• [What to work on] A verbatim copy of the data below is the required output.

---+---

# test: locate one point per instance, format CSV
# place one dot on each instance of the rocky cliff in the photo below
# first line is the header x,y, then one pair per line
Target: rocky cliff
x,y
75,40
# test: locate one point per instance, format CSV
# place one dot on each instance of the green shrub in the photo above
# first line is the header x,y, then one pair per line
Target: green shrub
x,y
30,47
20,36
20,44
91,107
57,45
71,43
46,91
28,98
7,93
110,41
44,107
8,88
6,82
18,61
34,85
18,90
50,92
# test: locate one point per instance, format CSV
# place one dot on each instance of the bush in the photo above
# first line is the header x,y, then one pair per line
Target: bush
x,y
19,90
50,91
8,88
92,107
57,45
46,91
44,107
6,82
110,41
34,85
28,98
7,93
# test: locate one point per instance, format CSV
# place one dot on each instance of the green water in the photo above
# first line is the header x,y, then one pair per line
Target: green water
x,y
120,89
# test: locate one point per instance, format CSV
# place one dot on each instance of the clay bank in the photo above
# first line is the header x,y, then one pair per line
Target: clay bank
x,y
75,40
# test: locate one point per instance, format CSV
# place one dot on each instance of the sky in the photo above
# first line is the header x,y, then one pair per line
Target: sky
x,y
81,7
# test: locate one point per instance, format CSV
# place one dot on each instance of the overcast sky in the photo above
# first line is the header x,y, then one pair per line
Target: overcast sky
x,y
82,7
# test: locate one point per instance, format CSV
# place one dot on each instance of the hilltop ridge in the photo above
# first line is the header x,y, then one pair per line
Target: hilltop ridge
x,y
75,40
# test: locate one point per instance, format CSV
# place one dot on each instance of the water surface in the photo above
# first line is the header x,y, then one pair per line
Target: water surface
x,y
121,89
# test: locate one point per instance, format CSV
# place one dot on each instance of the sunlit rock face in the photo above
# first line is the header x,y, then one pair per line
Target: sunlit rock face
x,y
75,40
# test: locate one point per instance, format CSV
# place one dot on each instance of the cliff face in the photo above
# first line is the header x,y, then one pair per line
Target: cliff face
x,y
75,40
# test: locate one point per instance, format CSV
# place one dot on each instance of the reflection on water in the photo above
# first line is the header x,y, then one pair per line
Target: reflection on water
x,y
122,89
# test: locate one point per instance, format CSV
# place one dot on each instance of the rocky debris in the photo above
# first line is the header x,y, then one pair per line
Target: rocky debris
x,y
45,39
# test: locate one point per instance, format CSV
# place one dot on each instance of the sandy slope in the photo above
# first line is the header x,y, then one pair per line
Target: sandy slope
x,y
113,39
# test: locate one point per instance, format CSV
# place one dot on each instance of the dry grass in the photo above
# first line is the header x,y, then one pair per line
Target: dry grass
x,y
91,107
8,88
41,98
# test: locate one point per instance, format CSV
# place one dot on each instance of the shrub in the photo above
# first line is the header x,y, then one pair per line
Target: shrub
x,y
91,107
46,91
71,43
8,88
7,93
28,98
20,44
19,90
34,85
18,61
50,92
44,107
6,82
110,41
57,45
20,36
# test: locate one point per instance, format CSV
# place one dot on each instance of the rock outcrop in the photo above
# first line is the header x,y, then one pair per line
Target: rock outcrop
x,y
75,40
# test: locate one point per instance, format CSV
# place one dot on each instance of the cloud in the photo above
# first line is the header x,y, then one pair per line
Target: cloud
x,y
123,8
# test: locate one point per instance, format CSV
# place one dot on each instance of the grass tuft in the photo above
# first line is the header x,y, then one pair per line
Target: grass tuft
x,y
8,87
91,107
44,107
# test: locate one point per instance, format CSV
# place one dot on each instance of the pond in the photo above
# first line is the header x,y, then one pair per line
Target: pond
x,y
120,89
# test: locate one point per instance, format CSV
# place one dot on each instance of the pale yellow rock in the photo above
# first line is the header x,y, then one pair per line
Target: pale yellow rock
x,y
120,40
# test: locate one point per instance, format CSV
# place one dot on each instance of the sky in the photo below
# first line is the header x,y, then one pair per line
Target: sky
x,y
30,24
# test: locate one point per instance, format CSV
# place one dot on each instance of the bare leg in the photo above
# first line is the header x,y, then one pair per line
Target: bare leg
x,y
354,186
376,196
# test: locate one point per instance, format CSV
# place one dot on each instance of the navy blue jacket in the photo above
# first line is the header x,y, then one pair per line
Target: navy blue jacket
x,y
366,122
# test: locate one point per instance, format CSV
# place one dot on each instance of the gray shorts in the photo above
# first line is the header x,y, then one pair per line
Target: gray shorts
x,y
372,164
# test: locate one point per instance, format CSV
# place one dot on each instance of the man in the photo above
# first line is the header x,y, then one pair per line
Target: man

---+---

• [Output of the task]
# test: locate one point per instance, format CSV
# place one dot on each instance of the rocky cliff in the photo below
# first line is the header x,y, then one pair per line
Target: rocky cliff
x,y
75,40
# test: locate one point per instance, format CSV
# place one dot on each instance of the green shrub in the photo above
# first line is the header x,y, then one pair per line
Target: green shrub
x,y
30,47
20,36
20,44
91,107
57,45
71,43
46,91
28,98
7,93
110,41
44,107
8,88
6,82
18,61
34,85
18,90
50,92
# test: locate one point per instance, format CSV
# place one dot on each instance of the bush in the photo above
# first line is the header x,y, then one pair per line
Target: bush
x,y
19,90
50,91
8,88
92,107
57,45
46,91
44,107
6,82
110,41
34,85
28,98
7,93
# test: locate one point per instance, format CSV
# place one dot on each instance of the green water in the photo above
# first line is the header x,y, then one pair per line
Target: green water
x,y
120,89
# test: locate one point per instance, format CSV
# place one dot on each instance of the clay bank in the photo above
# first line is the header x,y, then one pair per line
Target: clay bank
x,y
75,40
# test: locate one point per instance, format CSV
# place one dot on each instance of the sky in the photo above
# first line is the header x,y, then one pair per line
Target: sky
x,y
81,7
# test: locate one point per instance, format CSV
# place one dot on each instance of the overcast sky in the photo above
# first line is the header x,y, then one pair per line
Target: overcast sky
x,y
82,7
# test: locate one point per instance, format CSV
# place one dot on each instance of the hilltop ridge in the photo above
# first line is the header x,y, then one pair per line
Target: hilltop ridge
x,y
75,40
# test: locate one point per instance, format CSV
# place one dot on each instance of the water surface in the photo above
# first line is the header x,y, then one pair per line
Target: water surface
x,y
121,89
# test: locate one point per instance, format CSV
# place one dot on each instance of the sunlit rock face in the photo above
# first line is the header x,y, then one pair per line
Target: sunlit rock face
x,y
75,40
# test: locate one point per instance, format CSV
# place one dot on each instance of the cliff face in the photo above
# first line is the header x,y, then one pair per line
Target: cliff face
x,y
75,40
# test: locate one point per instance, format CSV
# place one dot on each instance of the reflection on water in the photo above
# first line is the header x,y, then one pair per line
Target: reflection on water
x,y
122,89
# test: locate one point per instance, format CSV
# place one dot on each instance of the rocky debris in the photo above
# first line is the header x,y, then one pair per line
Target: rocky debris
x,y
45,39
# test: locate one point per instance, format CSV
# place one dot on each instance of the sandy slope in the photo above
# first line is the header x,y, then one pair per line
Target: sandy slope
x,y
113,39
# test: locate one point per instance, format CSV
# place one dot on each instance of the dry grass in the photo above
# first line is the header x,y, then one pair per line
Target: dry grass
x,y
91,107
8,88
41,98
# test: locate one point per instance, format CSV
# place one dot on each instance of the shrub in the photo above
# first line is the header x,y, then one pair per line
Target: shrub
x,y
91,107
46,91
71,43
8,88
7,93
28,98
20,44
19,90
34,85
18,61
50,92
44,107
6,82
110,41
57,45
20,36
# test: locate one point per instance, format CSV
# place one dot on each instance of the rock outcrop in the photo above
# first line is the header x,y, then one pair per line
Target: rock outcrop
x,y
75,40
# test: locate one point per instance, format CSV
# place one dot on each instance of the cloud in the photo above
# first line is the header x,y, then one pair per line
Target: cloud
x,y
123,8
# test: locate one point per instance, format CSV
# place one dot on each instance of the grass tuft in the photo above
# first line is the header x,y, then one pair per line
Target: grass tuft
x,y
8,87
91,107
44,107
# test: locate one point per instance, format CSV
# place one dot on each instance of the pond in the photo above
# first line is the header x,y, then one pair per line
Target: pond
x,y
120,89
# test: locate one point per instance, format CSV
# place one dot on each instance of the pale yellow rock in the photo above
# first line is the header x,y, then one pair per line
Target: pale yellow rock
x,y
120,40
# test: locate one point per instance, format CSV
# place one dot on each instance of the sky in the photo below
# first line is the header x,y, then one pair per line
Target: sky
x,y
30,24
# test: locate one point per instance, format CSV
# place one dot on each instance of the bare leg in the photo above
# first line is the header x,y, then one pair per line
Target: bare leg
x,y
354,186
376,196
# test: locate one point per instance, format CSV
# place one dot on each instance of the navy blue jacket in the photo above
# first line is the header x,y, then one pair per line
Target: navy blue jacket
x,y
366,122
# test: locate one point per instance, format CSV
# place one dot on each instance of the gray shorts in the photo above
# first line is the header x,y, then one pair per line
Target: gray shorts
x,y
372,164
# test: locate one point per instance, format CSV
# place one dot on each instance of the man in the photo above
# first line is the header x,y, then one pair per line
Target: man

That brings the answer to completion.